Texto fornecido –
>>>>>

A covid-19 veio para ficar? O que significa um vírus se tornar endêmico

* Por Arturo Barbachano-Guerrero, Cody Warren, Sara Sawyer / RBA

Tradução a partir de The Conversation – Agora que crianças de 5 a 11 anos são elegíveis para a vacinação contra a covid-19 nos Estados Unidos e o número de pessoas totalmente vacinadas no país está aumentando, muitas pessoas podem estar se perguntando qual é o “ponto final” da covid-19. No início da pandemia, não era improvável esperar que o Sars-CoV-2 (o vírus causador da covid-19) pudesse desaparecer, já que historicamente isso aconteceu com alguns vírus pandêmicos.

<<<<<

Listagem fornecida –
>>>>>

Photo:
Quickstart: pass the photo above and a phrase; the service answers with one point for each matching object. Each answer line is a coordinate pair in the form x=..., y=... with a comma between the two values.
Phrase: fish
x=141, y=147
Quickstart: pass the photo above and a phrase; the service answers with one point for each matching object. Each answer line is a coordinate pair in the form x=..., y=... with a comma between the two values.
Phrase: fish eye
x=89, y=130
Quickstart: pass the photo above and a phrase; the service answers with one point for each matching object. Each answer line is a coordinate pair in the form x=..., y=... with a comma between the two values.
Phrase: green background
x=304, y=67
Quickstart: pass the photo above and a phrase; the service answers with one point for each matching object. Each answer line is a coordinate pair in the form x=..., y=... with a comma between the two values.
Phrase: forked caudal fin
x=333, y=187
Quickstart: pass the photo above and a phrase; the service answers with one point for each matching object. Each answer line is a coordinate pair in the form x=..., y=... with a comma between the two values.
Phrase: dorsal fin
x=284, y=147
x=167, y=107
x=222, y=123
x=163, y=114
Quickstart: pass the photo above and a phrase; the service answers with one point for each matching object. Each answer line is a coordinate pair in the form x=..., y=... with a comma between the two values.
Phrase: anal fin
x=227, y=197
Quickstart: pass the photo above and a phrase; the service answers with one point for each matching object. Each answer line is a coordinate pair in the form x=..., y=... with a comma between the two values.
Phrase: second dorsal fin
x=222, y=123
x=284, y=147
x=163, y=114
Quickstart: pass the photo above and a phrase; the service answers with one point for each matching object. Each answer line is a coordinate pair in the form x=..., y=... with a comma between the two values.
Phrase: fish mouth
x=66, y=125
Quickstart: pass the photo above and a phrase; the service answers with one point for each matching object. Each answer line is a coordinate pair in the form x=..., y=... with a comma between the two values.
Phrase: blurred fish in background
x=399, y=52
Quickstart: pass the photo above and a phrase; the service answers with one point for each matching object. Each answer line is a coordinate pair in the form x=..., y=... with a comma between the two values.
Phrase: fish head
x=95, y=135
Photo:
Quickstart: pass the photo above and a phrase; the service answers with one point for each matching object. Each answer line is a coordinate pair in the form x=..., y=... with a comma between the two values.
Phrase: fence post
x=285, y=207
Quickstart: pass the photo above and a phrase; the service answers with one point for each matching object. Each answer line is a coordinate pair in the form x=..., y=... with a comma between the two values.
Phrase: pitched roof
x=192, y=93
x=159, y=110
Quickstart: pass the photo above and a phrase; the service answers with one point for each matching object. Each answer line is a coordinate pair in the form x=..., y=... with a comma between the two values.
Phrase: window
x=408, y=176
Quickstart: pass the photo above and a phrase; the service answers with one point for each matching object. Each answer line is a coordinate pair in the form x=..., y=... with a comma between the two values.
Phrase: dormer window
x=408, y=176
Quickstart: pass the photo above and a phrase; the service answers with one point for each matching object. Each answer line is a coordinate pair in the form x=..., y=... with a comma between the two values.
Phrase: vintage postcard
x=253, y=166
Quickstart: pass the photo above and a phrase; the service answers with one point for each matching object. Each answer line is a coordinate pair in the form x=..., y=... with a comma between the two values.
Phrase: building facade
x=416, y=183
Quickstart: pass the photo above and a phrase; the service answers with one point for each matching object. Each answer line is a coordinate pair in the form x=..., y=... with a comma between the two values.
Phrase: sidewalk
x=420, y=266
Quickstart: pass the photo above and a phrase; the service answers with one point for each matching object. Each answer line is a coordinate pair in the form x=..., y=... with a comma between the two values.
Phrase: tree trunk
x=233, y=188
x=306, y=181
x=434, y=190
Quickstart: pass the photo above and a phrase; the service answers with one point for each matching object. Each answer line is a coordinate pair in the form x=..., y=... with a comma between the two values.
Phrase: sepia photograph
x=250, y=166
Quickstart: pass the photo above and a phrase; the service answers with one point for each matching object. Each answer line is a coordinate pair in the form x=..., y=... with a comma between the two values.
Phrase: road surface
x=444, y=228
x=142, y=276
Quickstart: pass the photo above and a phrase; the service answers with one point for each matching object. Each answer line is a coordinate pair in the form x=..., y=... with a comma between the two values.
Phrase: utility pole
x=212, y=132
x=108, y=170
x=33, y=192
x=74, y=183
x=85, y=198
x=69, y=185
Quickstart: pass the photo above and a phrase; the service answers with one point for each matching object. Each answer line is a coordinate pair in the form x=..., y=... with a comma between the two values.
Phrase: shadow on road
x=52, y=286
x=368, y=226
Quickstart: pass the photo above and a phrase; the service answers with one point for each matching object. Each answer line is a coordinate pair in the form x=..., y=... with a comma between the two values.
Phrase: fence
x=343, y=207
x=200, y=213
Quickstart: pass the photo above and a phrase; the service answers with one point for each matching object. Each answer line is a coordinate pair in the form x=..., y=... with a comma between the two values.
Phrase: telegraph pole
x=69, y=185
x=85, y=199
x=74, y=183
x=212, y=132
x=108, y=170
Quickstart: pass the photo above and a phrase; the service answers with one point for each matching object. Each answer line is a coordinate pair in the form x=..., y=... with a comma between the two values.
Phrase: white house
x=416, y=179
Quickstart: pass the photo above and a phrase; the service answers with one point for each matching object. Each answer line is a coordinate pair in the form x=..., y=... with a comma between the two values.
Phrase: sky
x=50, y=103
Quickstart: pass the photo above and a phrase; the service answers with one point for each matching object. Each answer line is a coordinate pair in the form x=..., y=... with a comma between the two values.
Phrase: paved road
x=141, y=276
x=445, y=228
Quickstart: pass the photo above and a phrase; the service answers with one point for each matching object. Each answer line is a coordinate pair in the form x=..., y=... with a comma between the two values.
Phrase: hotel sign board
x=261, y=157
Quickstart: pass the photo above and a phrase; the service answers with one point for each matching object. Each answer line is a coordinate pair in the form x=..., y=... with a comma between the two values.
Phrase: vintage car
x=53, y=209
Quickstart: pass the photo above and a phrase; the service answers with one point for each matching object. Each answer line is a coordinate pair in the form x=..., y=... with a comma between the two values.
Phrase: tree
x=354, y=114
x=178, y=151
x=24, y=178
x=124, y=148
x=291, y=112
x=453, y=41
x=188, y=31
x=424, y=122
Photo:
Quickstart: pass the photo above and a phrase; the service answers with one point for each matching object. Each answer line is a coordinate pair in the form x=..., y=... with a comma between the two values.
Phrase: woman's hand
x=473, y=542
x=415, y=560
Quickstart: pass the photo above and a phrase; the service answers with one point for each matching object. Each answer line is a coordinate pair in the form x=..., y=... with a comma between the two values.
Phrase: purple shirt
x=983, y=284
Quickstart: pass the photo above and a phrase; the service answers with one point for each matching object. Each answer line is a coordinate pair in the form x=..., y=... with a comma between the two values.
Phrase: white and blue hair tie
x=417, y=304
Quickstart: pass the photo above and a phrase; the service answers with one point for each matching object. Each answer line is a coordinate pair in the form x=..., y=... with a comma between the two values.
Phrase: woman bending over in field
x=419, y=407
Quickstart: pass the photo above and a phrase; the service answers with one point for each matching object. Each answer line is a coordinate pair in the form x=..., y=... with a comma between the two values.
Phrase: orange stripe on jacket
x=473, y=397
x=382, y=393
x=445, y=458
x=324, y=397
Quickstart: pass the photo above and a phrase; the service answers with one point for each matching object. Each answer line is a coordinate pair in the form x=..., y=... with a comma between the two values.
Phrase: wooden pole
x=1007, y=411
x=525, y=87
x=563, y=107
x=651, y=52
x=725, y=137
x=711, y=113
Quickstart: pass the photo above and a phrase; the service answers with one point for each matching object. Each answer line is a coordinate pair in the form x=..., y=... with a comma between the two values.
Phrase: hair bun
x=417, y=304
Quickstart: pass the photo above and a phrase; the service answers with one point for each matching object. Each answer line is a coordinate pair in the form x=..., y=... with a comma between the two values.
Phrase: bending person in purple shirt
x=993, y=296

<<<<<

Transcreva na íntegra, sem nenhuma alteração, o texto sobre a covid-19 se tornar endêmica.

Problema resolvido –
A covid-19 veio para ficar? O que significa um vírus se tornar endêmico

* Por Arturo Barbachano-Guerrero, Cody Warren, Sara Sawyer / RBA

Tradução a partir de The Conversation – Agora que crianças de 5 a 11 anos são elegíveis para a vacinação contra a covid-19 nos Estados Unidos e o número de pessoas totalmente vacinadas no país está aumentando, muitas pessoas podem estar se perguntando qual é o “ponto final” da covid-19. No início da pandemia, não era improvável esperar que o Sars-CoV-2 (o vírus causador da covid-19) pudesse desaparecer, já que historicamente isso aconteceu com alguns vírus pandêmicos.